* **Given request**: Rewrite the lines of the items as a JSON list of strings, starting from the first line of the items and going up to and including the line with "[[0, 110, 61, 137]]". Give one string per line and leave out blank lines.

* **Records provided**:
◇ ◇ ◇ ◇

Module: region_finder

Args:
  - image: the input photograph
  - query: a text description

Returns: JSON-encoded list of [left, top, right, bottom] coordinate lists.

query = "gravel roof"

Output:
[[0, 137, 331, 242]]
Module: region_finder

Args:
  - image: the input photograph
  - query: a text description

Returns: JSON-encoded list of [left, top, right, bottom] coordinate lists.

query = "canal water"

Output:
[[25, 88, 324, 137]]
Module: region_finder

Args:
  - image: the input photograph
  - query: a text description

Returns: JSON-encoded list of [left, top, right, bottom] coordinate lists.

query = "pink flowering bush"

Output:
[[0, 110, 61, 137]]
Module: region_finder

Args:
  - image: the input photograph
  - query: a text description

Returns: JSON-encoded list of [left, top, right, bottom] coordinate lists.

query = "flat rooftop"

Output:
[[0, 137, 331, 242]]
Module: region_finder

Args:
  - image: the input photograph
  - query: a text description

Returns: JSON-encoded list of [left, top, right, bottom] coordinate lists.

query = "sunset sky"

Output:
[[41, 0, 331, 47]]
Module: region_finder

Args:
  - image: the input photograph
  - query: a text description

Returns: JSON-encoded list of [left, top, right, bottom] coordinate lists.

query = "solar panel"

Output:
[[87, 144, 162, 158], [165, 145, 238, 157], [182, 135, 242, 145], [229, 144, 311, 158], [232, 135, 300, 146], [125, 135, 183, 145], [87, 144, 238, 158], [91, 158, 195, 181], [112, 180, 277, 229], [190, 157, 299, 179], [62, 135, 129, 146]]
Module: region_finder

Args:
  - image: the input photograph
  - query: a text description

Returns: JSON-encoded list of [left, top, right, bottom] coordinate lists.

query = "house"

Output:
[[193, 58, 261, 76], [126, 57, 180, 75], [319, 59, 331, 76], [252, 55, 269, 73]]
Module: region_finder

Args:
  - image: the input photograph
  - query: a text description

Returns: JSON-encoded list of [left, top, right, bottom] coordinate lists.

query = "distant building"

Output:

◇ ◇ ◇ ◇

* **Final result**:
[
  "Module: region_finder",
  "Args:",
  "  - image: the input photograph",
  "  - query: a text description",
  "Returns: JSON-encoded list of [left, top, right, bottom] coordinate lists.",
  "query = \"gravel roof\"",
  "Output:",
  "[[0, 137, 331, 242]]",
  "Module: region_finder",
  "Args:",
  "  - image: the input photograph",
  "  - query: a text description",
  "Returns: JSON-encoded list of [left, top, right, bottom] coordinate lists.",
  "query = \"canal water\"",
  "Output:",
  "[[25, 88, 324, 137]]",
  "Module: region_finder",
  "Args:",
  "  - image: the input photograph",
  "  - query: a text description",
  "Returns: JSON-encoded list of [left, top, right, bottom] coordinate lists.",
  "query = \"pink flowering bush\"",
  "Output:",
  "[[0, 110, 61, 137]]"
]